* **COMPITO DA SVOLGERE**:
Traduci in inglese questa frase del brano sul paese e le sue chiese: «La chiesa parrocchiale, edificata in stile barocco da maestranze municipali, è stata più volte restaurata.»

* **ESTRATTO DEL DOCUMENTO**:
+++
Fondato dagli Albanesi nella seconda metà del ‘400, inizialmente, appare come casale di San Marco; nel 1502 viene infeudato alla famiglia Rossi che lo aliena solo nel 1687 in favore degli Alimena; costoro, nel 1730, vi hanno concesso il titolo marchesale e vi dominano fino all’eversione della feudalità.

La chiesa parrocchiale, edificata in stile barocco da maestranze municipali, è stata più volte restaurata. La torre campanaria quadrangolare ha aperture a monofore. All’interno sono custodite delle statue processionali: Addolorata, Madonna del Rosario (in ottone e legno di ignoto del ‘700), Immacolata (in legno del ‘700), busto dell’Ecce Homo, San Michele (in cartapesta dell’800), Sant’Atanasio, busto ligneo di San Francesco di Paola (del ‘700), Madonna del Carmine (in legno del sec. XVIII), San Giuseppe (del ‘700 in legno), San Martino vescovo (in cartapesta dell’800), San Martino a cavallo (in legno del sec. XIX), Santa Rita (in legno del sec. XVIII), Sacro Cuore (in cartapesta del sec. XIX).

Nella chiesa della Misericordia, decorazioni barocche e le statue lignee di San Pietro (sec. XIX), San Giovanni Battista (sec. XIX), Santa Maria della Misericordia opera lignea di F. Gullo del sec. XIX. La titolare è effigiata su una tela del ‘700. Interessante il palazzo di Giacinto Alimena che era un attivo centro di produzione artigianale di prodotti tessili.
+++
* **RECORD FORNITI**:

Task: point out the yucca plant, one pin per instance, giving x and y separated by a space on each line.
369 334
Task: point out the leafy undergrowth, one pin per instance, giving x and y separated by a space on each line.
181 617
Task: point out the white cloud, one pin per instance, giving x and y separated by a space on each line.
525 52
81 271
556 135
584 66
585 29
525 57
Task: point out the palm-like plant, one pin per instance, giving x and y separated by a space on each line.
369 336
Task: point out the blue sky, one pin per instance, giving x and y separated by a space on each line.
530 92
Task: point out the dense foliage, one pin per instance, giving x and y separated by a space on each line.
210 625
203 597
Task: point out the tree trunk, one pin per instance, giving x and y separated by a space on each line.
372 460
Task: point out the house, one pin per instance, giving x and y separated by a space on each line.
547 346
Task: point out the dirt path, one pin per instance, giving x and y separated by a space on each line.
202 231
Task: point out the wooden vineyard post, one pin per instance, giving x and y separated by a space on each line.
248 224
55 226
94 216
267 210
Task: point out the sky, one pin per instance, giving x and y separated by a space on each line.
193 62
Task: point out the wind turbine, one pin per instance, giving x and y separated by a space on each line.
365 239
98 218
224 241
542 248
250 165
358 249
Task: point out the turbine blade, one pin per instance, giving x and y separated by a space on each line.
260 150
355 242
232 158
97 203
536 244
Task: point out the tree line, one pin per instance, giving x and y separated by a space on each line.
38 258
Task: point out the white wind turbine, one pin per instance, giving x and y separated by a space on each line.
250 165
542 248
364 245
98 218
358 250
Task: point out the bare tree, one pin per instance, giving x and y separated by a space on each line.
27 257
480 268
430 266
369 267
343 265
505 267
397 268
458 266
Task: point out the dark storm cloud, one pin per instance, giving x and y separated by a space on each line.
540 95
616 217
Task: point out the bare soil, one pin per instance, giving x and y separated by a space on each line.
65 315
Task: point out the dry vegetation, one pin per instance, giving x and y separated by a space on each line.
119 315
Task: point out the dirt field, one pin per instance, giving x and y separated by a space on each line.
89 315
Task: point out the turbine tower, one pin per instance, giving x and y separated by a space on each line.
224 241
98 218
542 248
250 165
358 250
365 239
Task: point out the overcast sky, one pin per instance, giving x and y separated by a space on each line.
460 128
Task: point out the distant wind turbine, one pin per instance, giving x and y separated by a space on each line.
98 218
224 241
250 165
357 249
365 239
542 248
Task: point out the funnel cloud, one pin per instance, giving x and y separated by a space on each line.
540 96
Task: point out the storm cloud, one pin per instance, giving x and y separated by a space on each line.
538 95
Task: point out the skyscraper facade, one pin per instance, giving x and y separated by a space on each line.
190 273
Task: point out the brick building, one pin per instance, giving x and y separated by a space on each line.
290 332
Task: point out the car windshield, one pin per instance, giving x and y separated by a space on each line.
+++
* **SOLUZIONE DELL'ESERCIZIO**:
The parish church, built in the Baroque style by local craftsmen, has been restored several times.